- _SELECTED PASSAGE_
# how to install ubuntu in 1gb flash drive



## arun.gm (Jul 18, 2012)

Dear sir:

Good Day !!

I would like to install ubuntu with inbuilt Remote desktop connection(rdesktop), browser, Video player , Audio Player , Mic input and Customize applications in 1 GB flash disk.

Please help me..

Thank you 
Arun


----------



## SteveThePirate (Jan 12, 2012)

Hi Arun welcome to TSF!

Unfortunately you won't be able to get the latest version of Ubuntu on a 1gb Flash disk however you will be able to get the latest Xubuntu on, Xubuntu is a version of Ubuntu but uses something called the Xfce Desktop. This means that it's nice and functional but requires less space so should fit in your flash drive nicely and still allow you to have all the pre-installed programs. To do this

1. Download the Xubuntu image file here Get Xubuntu « Xubuntu

2. Assuming you are on Windows then download and install Linux Live USB here http://www.linuxliveusb.com/

3. Once installed follow the easy instructions to create your live usb. When you get to step 3 it should allow you to use the rest of the space on your USB as persistence space. This allows you to installe programs such as rdesktop on to your usb after installation.

If you are not on Windows and are on a Linux Distribution at the moment then use your distro software manager to install Unetbootin and repeat the same process.

I hope this helps you

Steve


----------



## jpbrito (Jul 18, 2012)

Dear Arun for the ubuntu install the USB sticks need to be at least 2GB in size, and be prepared for it to be formatted (everything deleted).
Like Steve said for 1gb Flash Disk Xubuntu is a perfect choise.

Brito


----------

- _BRIEF 1_
According to the forum thread, what minimum size must a USB stick be for the Ubuntu install?

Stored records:
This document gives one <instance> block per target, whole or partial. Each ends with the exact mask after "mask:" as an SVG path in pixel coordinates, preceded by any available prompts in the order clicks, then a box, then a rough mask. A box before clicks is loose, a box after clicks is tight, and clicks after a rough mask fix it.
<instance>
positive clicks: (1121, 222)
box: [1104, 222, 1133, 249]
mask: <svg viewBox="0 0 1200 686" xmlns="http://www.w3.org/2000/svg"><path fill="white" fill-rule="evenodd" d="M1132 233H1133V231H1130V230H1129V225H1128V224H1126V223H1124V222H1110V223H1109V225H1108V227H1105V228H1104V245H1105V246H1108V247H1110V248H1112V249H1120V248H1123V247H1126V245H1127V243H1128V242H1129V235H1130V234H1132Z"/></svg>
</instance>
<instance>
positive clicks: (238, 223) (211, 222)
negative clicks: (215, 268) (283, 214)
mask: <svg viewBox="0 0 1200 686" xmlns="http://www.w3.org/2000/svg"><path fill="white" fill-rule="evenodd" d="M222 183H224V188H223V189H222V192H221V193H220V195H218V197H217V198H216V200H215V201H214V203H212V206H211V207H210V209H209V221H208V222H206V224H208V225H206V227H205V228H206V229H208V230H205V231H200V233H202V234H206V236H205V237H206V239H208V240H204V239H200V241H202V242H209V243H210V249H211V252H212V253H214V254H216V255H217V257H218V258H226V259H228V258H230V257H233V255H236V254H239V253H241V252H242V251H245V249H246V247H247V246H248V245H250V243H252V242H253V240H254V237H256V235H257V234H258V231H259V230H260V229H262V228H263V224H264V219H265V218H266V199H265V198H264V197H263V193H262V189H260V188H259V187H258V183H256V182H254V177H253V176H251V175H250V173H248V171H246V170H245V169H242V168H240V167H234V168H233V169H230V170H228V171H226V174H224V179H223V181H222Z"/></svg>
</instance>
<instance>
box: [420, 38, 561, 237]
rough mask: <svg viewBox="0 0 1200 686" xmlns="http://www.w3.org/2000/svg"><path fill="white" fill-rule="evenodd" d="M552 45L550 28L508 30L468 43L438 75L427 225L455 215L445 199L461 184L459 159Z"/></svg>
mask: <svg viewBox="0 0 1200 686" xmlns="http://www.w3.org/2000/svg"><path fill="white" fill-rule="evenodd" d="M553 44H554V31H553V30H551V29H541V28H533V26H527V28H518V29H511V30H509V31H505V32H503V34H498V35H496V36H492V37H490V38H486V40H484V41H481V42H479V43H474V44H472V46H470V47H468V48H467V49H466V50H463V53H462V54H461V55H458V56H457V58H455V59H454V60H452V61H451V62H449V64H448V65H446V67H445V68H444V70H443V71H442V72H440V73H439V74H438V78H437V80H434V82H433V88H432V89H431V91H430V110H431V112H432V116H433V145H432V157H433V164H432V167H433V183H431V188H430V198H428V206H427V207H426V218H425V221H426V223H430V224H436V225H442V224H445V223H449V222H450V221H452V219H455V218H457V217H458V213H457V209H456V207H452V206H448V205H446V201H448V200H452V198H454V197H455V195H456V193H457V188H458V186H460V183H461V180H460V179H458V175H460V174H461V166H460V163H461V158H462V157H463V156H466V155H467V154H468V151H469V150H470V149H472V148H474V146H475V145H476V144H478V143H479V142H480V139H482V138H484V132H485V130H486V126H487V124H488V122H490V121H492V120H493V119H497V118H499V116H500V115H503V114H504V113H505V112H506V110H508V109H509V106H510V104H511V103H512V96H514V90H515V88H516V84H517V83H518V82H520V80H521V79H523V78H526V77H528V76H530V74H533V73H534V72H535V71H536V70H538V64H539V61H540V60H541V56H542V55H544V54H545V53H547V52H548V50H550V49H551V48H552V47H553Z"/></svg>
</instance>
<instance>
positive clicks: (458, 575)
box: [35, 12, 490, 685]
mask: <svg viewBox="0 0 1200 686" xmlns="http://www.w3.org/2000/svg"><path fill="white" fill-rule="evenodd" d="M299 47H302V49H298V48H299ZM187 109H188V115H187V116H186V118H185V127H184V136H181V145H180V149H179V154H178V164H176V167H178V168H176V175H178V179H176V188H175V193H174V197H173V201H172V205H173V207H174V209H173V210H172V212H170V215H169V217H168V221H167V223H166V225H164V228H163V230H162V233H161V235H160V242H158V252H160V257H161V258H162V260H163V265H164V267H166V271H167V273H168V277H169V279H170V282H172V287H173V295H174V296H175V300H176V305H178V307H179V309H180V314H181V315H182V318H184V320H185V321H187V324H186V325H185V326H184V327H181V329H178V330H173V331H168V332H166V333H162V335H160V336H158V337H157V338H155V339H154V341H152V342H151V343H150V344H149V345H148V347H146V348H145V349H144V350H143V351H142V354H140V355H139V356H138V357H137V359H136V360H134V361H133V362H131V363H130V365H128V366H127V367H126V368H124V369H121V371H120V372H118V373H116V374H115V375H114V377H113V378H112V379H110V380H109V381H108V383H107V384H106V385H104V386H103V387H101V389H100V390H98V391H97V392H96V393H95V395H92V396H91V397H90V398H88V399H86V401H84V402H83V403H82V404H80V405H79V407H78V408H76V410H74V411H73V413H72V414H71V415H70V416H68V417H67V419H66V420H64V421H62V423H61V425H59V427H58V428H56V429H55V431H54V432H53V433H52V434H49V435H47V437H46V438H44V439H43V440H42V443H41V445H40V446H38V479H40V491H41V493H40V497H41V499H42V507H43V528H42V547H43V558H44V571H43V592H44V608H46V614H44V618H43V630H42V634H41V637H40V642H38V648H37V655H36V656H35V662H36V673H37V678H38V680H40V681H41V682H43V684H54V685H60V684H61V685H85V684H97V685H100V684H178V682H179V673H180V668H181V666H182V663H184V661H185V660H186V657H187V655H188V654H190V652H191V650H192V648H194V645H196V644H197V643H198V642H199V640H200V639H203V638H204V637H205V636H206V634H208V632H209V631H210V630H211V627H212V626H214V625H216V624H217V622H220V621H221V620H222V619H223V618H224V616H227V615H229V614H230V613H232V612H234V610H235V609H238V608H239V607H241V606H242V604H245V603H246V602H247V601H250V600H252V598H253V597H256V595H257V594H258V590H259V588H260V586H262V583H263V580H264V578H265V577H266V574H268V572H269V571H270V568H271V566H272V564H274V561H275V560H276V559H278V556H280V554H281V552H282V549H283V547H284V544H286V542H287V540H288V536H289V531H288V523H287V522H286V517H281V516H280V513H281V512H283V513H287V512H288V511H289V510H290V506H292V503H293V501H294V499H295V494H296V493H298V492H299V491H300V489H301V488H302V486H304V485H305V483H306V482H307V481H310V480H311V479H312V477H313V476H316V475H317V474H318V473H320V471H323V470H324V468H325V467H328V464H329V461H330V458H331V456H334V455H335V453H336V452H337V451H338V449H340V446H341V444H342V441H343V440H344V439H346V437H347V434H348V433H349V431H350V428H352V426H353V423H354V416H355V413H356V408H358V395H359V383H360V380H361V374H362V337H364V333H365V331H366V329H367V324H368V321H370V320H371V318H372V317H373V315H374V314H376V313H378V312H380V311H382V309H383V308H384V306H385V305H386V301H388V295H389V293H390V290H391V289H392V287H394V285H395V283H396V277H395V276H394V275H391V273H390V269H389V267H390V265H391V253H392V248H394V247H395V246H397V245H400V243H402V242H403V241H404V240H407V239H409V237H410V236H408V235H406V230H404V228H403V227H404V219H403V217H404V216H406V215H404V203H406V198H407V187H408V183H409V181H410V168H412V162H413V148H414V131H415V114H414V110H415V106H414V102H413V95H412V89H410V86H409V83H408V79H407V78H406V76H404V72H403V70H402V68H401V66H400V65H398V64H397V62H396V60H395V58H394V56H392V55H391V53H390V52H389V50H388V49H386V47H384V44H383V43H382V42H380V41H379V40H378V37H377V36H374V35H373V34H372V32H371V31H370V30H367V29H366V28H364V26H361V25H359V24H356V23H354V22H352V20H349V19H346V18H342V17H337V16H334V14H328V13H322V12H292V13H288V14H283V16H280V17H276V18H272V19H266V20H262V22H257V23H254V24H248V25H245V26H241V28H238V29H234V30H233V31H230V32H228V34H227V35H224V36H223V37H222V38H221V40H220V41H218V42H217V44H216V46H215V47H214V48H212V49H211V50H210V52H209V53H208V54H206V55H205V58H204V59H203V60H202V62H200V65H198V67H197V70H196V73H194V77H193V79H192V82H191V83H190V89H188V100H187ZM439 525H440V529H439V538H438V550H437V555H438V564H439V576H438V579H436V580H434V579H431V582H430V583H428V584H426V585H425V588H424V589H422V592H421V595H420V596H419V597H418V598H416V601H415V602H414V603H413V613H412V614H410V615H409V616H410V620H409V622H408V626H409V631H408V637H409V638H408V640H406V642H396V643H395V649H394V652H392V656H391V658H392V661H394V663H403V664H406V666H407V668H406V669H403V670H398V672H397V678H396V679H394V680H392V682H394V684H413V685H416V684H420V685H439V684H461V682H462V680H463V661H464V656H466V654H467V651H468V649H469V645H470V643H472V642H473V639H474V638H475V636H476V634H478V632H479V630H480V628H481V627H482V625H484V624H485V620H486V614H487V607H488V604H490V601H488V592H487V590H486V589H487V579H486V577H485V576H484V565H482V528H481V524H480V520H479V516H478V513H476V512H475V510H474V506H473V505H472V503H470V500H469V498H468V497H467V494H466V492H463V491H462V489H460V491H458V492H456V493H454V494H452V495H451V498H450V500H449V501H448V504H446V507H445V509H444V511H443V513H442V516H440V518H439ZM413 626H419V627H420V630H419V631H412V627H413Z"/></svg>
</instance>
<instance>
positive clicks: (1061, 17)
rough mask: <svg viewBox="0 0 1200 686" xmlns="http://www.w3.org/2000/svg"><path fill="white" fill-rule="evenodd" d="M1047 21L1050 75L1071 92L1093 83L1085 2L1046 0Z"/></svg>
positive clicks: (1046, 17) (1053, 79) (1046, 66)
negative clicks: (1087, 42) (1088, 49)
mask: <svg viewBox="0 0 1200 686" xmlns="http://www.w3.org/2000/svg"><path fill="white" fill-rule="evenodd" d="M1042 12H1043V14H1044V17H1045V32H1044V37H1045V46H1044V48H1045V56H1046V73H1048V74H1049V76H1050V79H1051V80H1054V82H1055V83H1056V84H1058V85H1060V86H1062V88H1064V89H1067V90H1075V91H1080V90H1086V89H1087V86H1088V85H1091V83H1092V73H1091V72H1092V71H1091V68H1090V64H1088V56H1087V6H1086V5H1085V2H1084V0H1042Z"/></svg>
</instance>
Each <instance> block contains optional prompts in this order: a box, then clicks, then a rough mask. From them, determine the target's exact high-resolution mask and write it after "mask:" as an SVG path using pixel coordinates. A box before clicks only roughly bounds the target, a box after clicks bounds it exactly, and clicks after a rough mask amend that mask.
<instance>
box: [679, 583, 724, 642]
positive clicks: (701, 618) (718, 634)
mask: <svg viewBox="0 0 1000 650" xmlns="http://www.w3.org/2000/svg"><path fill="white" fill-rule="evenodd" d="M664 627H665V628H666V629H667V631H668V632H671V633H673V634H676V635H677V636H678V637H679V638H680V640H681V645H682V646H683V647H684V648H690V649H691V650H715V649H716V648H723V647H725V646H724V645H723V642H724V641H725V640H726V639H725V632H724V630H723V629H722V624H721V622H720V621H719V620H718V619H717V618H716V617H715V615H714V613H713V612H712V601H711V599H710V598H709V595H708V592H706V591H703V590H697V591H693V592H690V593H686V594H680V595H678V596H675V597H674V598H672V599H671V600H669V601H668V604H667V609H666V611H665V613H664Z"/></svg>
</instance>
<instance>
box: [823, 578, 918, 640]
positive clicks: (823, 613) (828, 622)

- _BRIEF 2_
Extract, word for word, the lines of the listing from its first line through the line containing "box: [1104, 222, 1133, 249]", including both of those lines.

- _TASK RESULT 1_
At least 2GB.

- _TASK RESULT 2_
This document gives one <instance> block per target, whole or partial. Each ends with the exact mask after "mask:" as an SVG path in pixel coordinates, preceded by any available prompts in the order clicks, then a box, then a rough mask. A box before clicks is loose, a box after clicks is tight, and clicks after a rough mask fix it.
<instance>
positive clicks: (1121, 222)
box: [1104, 222, 1133, 249]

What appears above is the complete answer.